* _TASK REQUIREMENTS_
1. From the speech, repeat the stretch from "The stories that" through "led this fight.".
2. Answer these questions from the speech:
(a) In what month did the speaker go to Iraq?
(b) What percentage of the country voted for the Iraqi Constitution?
(c) What aircraft did the speaker get off in Baghdad?
3. Translate this sentence from the speech into Spanish: "I found a group of men and women whose morale was incredibly high."

* _GIVEN TEXT_
It is an honor to serve with him on the Committee on Armed Services. Of all the committees in the House, if our country is at war, there is not a better place to serve if one is too old to do anything else. But this is a great committee to serve on. He leads this committee well, and it is a great honor for me to learn this business, working with him on that committee.

I went to Iraq in July, and I want to talk a little bit about that. I grew up in west Texas. It is an arid desert. As we drove around some of the places in Baghdad and Kuwait, the territory, the scenery was remarkably similar to west Texas. I grew up where summers were hot, and the weather was bad, and the heat and blowing dirt, dust storms sometimes so bad that the street lights would come on at 2 o'clock in the afternoon. So I am a reasonably informed consumer about hot, bad weather.

I got off the C-130 in Baghdad on that July day and stepped out into the meanest, nastiest weather I could have ever imagined. It was so much worse than anything I had ever experienced in west Texas. And we have got the finest group of young men and women, and some not so young, leading this country's fight in Iraq against the terrorists, doing an incredible job.

I found a group of men and women whose morale was incredibly high. They knew they were doing the right thing. They knew they were well equipped. They knew they were well led. They knew they were doing a job that has to be done to protect this country. And they are accomplishing great things.

The other side, it is almost as if they have got their fingers in their ears and their hands over their eyes because they do not see this march to progress that we are doing. The elections last week that we got the official word yesterday 78 percent of the country voted for this Constitution, an Iraqi Constitution, not an American Constitution but an Iraqi Constitution. The march, the votes we have had, the votes we will have in December. We are making progress.

The stories that are not told is the electricity that is flowing, the commerce that is going on, the health care system that is reemerging, the stock market that is reemerging. All these good things that happen in this country get ignored, and it is partly our fault because we are not doing a very good job. Ever since I have gotten back from Iraq, every speech I have made, every talk I have given, I have included a piece of why it is important that we stay the course. And I hate to use that phrase. Let me rephrase that: that we finish this job, that we do not break faith, as our colleague just mentioned, with the young men and women who have led this fight.

* _ROWS_

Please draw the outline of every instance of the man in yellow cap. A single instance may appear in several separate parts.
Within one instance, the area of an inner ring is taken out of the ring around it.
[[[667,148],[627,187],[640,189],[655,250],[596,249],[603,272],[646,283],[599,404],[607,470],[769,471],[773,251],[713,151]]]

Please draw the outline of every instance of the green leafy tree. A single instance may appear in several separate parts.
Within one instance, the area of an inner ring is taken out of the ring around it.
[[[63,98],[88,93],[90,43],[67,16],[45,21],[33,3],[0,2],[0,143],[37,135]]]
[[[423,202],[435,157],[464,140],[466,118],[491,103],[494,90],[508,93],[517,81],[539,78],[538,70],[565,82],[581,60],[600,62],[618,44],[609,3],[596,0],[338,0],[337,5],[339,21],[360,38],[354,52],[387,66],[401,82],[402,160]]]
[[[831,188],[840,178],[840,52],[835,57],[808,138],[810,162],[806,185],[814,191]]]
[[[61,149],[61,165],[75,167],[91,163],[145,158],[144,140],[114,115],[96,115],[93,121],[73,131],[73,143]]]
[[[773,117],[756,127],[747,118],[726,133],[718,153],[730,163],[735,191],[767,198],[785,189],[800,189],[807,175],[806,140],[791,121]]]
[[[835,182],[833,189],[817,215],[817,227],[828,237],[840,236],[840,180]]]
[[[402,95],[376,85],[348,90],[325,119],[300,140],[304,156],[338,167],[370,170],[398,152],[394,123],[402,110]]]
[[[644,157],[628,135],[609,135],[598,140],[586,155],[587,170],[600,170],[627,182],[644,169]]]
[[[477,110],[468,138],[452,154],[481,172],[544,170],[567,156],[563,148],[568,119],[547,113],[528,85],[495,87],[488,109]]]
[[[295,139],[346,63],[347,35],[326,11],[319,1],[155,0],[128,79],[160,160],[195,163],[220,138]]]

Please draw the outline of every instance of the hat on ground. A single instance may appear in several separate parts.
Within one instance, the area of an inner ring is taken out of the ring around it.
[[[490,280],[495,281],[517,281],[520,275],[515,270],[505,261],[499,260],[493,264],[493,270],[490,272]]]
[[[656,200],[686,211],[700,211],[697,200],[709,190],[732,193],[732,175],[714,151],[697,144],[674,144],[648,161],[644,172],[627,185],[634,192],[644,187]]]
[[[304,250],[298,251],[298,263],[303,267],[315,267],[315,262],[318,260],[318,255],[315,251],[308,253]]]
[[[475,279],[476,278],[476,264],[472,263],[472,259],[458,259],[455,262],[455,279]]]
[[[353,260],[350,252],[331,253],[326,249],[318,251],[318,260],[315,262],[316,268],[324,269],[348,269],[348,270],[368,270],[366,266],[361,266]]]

...

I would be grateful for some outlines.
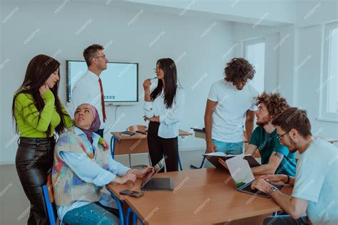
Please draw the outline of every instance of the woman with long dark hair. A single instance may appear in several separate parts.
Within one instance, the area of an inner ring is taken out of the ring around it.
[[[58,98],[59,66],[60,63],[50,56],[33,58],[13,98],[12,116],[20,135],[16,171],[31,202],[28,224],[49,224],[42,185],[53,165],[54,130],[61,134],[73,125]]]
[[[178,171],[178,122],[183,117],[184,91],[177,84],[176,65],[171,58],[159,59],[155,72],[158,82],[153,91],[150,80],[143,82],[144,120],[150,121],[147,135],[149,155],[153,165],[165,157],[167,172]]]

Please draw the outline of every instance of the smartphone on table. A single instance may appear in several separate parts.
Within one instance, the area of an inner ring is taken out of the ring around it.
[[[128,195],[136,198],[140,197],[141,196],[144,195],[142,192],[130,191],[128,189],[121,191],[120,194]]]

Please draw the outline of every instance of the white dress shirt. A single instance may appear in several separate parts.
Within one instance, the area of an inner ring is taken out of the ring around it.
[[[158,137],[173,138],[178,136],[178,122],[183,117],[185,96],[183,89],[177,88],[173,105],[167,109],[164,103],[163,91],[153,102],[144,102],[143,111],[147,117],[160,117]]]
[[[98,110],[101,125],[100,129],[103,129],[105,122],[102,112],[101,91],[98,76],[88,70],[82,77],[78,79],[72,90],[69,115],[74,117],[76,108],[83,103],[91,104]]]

* _RESPONSE LIST_
1.
The stories that are not told is the electricity that is flowing, the commerce that is going on, the health care system that is reemerging, the stock market that is reemerging. All these good things that happen in this country get ignored, and it is partly our fault because we are not doing a very good job. Ever since I have gotten back from Iraq, every speech I have made, every talk I have given, I have included a piece of why it is important that we stay the course. And I hate to use that phrase. Let me rephrase that: that we finish this job, that we do not break faith, as our colleague just mentioned, with the young men and women who have led this fight.

2.
(a) July
(b) 78 percent
(c) A C-130

3. Encontré un grupo de hombres y mujeres cuya moral era increíblemente alta.